Output the following data exactly.
----------
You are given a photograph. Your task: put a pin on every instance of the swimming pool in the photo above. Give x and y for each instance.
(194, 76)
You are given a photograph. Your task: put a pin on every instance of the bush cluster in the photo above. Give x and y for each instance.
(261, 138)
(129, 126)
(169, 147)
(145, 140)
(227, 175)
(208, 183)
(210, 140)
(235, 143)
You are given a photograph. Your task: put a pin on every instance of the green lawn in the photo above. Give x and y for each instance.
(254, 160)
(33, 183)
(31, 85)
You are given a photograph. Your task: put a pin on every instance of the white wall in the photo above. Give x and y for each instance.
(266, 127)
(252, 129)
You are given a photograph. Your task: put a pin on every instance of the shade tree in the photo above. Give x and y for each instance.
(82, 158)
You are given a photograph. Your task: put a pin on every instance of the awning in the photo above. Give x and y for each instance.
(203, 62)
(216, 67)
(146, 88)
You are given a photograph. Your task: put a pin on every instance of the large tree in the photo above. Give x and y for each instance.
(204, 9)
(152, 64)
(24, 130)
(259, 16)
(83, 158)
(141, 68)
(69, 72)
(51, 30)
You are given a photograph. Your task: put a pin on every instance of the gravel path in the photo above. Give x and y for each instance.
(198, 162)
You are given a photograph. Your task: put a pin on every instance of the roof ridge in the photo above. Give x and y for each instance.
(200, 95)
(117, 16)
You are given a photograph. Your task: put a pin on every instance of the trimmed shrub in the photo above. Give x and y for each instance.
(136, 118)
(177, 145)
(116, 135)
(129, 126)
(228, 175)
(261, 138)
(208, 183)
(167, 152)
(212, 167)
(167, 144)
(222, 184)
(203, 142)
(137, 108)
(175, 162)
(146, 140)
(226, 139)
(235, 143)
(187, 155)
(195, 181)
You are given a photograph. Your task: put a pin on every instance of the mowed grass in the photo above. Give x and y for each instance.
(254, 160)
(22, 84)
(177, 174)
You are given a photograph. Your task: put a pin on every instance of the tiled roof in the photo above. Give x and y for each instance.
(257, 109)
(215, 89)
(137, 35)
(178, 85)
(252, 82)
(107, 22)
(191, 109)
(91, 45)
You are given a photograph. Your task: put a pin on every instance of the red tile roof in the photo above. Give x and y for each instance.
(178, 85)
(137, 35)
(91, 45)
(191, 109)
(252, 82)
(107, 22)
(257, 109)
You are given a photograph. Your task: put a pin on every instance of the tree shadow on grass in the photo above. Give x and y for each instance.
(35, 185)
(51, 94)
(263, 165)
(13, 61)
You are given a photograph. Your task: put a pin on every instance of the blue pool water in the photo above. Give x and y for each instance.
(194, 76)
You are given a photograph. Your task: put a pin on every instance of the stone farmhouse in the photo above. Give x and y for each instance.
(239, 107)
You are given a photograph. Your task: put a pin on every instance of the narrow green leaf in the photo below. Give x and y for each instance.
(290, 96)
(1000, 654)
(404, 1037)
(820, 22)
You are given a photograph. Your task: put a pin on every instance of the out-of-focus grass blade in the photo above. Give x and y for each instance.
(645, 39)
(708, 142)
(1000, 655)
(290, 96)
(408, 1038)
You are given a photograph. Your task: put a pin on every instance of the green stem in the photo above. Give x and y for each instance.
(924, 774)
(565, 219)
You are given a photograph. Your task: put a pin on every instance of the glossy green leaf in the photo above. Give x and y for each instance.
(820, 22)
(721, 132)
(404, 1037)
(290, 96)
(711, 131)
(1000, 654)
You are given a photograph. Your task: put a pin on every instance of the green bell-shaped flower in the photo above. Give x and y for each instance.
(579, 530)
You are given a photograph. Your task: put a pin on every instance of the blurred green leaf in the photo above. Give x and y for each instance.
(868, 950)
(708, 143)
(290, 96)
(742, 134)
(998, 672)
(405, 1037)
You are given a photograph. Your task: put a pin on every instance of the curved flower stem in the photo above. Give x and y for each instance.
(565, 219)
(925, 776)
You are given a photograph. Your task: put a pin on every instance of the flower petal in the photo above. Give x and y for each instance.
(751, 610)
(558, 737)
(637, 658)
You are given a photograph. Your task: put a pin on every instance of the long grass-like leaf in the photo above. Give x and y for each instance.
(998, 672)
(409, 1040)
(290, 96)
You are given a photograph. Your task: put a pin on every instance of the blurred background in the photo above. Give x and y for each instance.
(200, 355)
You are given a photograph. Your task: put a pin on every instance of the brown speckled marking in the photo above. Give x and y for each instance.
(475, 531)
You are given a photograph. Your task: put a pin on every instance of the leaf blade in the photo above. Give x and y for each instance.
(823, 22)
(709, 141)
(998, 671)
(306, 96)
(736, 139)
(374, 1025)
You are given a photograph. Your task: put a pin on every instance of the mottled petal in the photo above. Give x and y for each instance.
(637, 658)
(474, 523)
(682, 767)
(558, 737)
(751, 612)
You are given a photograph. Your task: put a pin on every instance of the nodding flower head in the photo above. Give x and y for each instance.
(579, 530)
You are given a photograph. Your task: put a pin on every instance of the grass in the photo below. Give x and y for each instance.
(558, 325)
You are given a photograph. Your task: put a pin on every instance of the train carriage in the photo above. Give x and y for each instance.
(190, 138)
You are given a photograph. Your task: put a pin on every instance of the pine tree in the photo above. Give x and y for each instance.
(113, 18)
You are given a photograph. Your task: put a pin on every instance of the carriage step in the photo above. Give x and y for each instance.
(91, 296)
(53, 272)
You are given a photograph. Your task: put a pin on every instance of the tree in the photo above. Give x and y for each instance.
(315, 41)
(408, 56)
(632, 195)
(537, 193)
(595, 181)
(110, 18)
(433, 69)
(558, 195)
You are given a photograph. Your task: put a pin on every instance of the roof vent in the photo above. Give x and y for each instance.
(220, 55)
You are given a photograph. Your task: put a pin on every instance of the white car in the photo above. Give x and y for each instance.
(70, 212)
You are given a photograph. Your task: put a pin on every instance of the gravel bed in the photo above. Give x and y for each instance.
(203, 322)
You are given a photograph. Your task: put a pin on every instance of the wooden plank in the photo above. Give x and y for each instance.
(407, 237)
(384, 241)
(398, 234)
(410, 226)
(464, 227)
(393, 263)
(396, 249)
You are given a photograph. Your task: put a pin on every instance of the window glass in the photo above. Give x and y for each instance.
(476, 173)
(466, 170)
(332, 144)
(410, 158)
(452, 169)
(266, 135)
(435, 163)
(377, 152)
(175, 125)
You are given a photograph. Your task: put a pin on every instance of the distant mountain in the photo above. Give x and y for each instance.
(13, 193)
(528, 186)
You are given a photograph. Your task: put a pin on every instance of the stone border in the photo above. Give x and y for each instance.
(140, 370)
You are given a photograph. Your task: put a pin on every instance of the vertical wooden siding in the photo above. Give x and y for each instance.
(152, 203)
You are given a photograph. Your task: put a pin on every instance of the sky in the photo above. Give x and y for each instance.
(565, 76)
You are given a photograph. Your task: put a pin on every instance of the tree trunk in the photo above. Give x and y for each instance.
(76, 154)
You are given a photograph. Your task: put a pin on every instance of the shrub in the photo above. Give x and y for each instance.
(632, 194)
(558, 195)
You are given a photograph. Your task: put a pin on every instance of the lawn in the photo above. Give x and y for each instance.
----------
RESPONSE TO THE TASK —
You are given a photograph. Your task: put a pin on every instance of the swimming pool in the photo above. Give x and y for each instance.
(194, 76)
You are given a photograph. Your task: put a pin on every instance of the bush cluster in the photo above. Give x and y for each instance.
(261, 138)
(129, 126)
(169, 147)
(145, 140)
(227, 175)
(208, 183)
(210, 140)
(235, 143)
You are given a photograph. Your task: put a pin on every instance of the green lawn in the photo above. Give x and y for each instance.
(254, 160)
(33, 183)
(31, 85)
You are given a photograph. Your task: put a pin on every instance of the white wall in the photo above. Give x and y for each instance.
(266, 127)
(252, 129)
You are given a photograph. Your task: put a pin on every instance of the shade tree in the photo above. Give x and y for each instance.
(82, 158)
You are given a photograph. Your task: put a pin on every instance of the awning in the photo above. Give x and y for each instance.
(203, 62)
(216, 67)
(146, 88)
You are given a photograph. Your task: put a pin on every instance of the large tree in the photo above. Give x and y for each instance.
(204, 9)
(152, 64)
(24, 130)
(259, 16)
(83, 158)
(141, 68)
(69, 72)
(51, 30)
You are given a photograph. Your task: put a pin on every instance of the gravel path in the photo above. Give x and y for each instance.
(198, 162)
You are given a photograph. Your task: put a pin on every instance of the roof ridge in the photo above. Give x and y for each instance.
(200, 95)
(117, 16)
You are given a photograph. Your task: put a pin on every instance of the trimmed shrub in the photo above. Give x and y for each instance.
(136, 118)
(177, 145)
(116, 135)
(129, 126)
(228, 175)
(261, 138)
(208, 183)
(167, 152)
(212, 167)
(167, 144)
(222, 184)
(203, 142)
(137, 108)
(175, 162)
(146, 140)
(226, 139)
(235, 143)
(187, 155)
(195, 181)
You are given a photograph. Your task: put a pin on every instance of the mowed grass in the photo above. Give x and y for each instance.
(254, 160)
(22, 84)
(177, 174)
You are given a photograph. Your task: put a pin on every instance of the tiled roof in the photo above. Give x and y for each instance.
(257, 109)
(215, 89)
(137, 35)
(178, 85)
(252, 82)
(107, 22)
(191, 109)
(91, 45)
You are given a photograph. Your task: put a pin on every instance of the red tile roof in the photo above. Give x and y for each instance.
(178, 85)
(137, 35)
(91, 45)
(191, 109)
(252, 82)
(107, 22)
(257, 109)
You are given a photograph. Your task: put a pin on every instance of the tree shadow on grass in the photo above. Give x and y for each instance.
(35, 185)
(51, 94)
(263, 165)
(13, 61)
You are given a photograph. Your task: put a pin on every instance of the blue pool water in the photo above. Give x and y for each instance.
(194, 76)
You are given a photograph. Your task: put a pin on every instance of the stone farmhouse in the photo above. Give x and y for each instance.
(239, 107)
You are given a photograph. Your task: put a pin on every instance of the narrow green leaf in the photo below. Give x and y for each instance.
(290, 96)
(1000, 654)
(404, 1037)
(820, 22)
You are given a photograph. Your task: put a pin on every instance of the out-of-focus grass blade in the photo above. Give x and y for each instance.
(645, 39)
(708, 142)
(1000, 655)
(290, 96)
(408, 1038)
You are given a photograph. Your task: put a pin on every instance of the green stem in the photo above. Give x and y for each instance.
(924, 774)
(565, 219)
You are given a photograph. Your task: put a pin on every instance of the glossy green leaf in the photo above. Give x and y for each instance.
(820, 22)
(721, 132)
(404, 1037)
(290, 96)
(711, 131)
(1000, 654)
You are given a photograph. Your task: put a pin on every instance of the green bell-shaped flower in the photo above. Give x and y for each instance.
(579, 530)
You are given a photograph. Your task: put a pin on every instance of the blurred green leaf in the photo above. Give x and y for each instance.
(868, 950)
(708, 143)
(290, 96)
(742, 134)
(998, 672)
(405, 1037)
You are given a photograph. Your task: put a pin on every instance of the curved flower stem in the photo above. Give x and y for each instance.
(565, 219)
(925, 776)
You are given a photograph. Your task: put a pin on every instance of the flower petal in the photo above. Give x and y for each instance.
(751, 610)
(558, 737)
(637, 658)
You are given a photograph. Your task: put a pin on every instance of the long grass-like leaf in the photo above. Give x and y for each instance.
(998, 672)
(409, 1040)
(290, 96)
You are given a photograph. Your task: put a pin on every instance of the blurred background in the photo above. Give x and y for each instance.
(200, 355)
You are given a photograph. Your task: put a pin on every instance of the brown speckled marking in the photo above. Give x and y for each instance.
(475, 531)
You are given a photograph. Your task: put a pin on every instance of the leaf blade in the photo above. Give x and y for each instance.
(823, 22)
(709, 141)
(998, 671)
(306, 96)
(736, 139)
(374, 1025)
You are given a photograph. Your task: put a pin on every instance of the mottled petal in the photo above. Give x and y for each instance.
(637, 658)
(474, 523)
(682, 767)
(558, 737)
(751, 612)
You are given a photograph. Your task: put a pin on every instance of the nodding flower head in the photo above. Give x and y for each instance.
(579, 530)
You are given a photograph. Your task: put a pin on every instance of the grass in the photo below. Give x and y for each instance.
(558, 325)
You are given a photograph. Your task: put a pin on every instance of the train carriage in the photo above. Give x and y for each instance.
(190, 138)
You are given a photograph. Your task: put a pin on every instance of the pine tree in the photo above. Give x and y for each instance.
(113, 18)
You are given a photograph. Your task: put a pin on every instance of the carriage step in the photo above. Give x and y for each instance.
(91, 296)
(53, 272)
You are given a photograph. Your task: put a pin on every instance of the tree in the photo above. Give x and y for each instance.
(315, 41)
(408, 56)
(632, 195)
(537, 193)
(595, 181)
(110, 18)
(433, 69)
(558, 195)
You are given a photograph. Your task: put a pin on every instance of the roof vent in the photo above. Give x and y for each instance.
(220, 55)
You are given a photograph. Your task: put a pin on every instance of the white car in the photo above. Give x and y for each instance.
(70, 212)
You are given a photograph. Your task: put a pin on every instance of the gravel bed in the photo above. Give x and y for each instance.
(203, 322)
You are given a photograph. Your task: put a pin on every instance of the wooden plank in the photo above. Give x and y for each instance.
(407, 237)
(384, 241)
(398, 234)
(410, 226)
(464, 227)
(393, 263)
(396, 249)
You are given a photograph. Your task: put a pin on every instance of the window glass in the photo above. Give x and y for each instance.
(476, 173)
(466, 170)
(332, 144)
(410, 158)
(452, 169)
(266, 135)
(435, 163)
(377, 152)
(175, 125)
You are given a photograph. Your task: put a pin on every instance of the distant mountain in the photo above. Give x and y for each instance.
(13, 193)
(528, 186)
You are given a photograph. Your task: put a pin on every instance of the stone border in the photo above. Give x and y for each instance.
(140, 370)
You are given a photograph. Your task: put a pin on every instance of the vertical wooden siding in the photo above. Give x and y for each instance.
(152, 203)
You are given a photograph. Your task: put a pin on every instance of the sky in the photo above. Give x and y for each instance.
(565, 76)
You are given a photograph. Your task: put a pin on every instance of the tree trunk in the photo above. Give x and y for each instance.
(76, 154)
You are given a photograph. Your task: put a pin on every instance of the shrub in the photo above. Give x and y for each instance.
(632, 194)
(558, 195)
You are given a photograph. Your task: put a pin on every instance of the lawn in the photo above. Give x and y for each instance.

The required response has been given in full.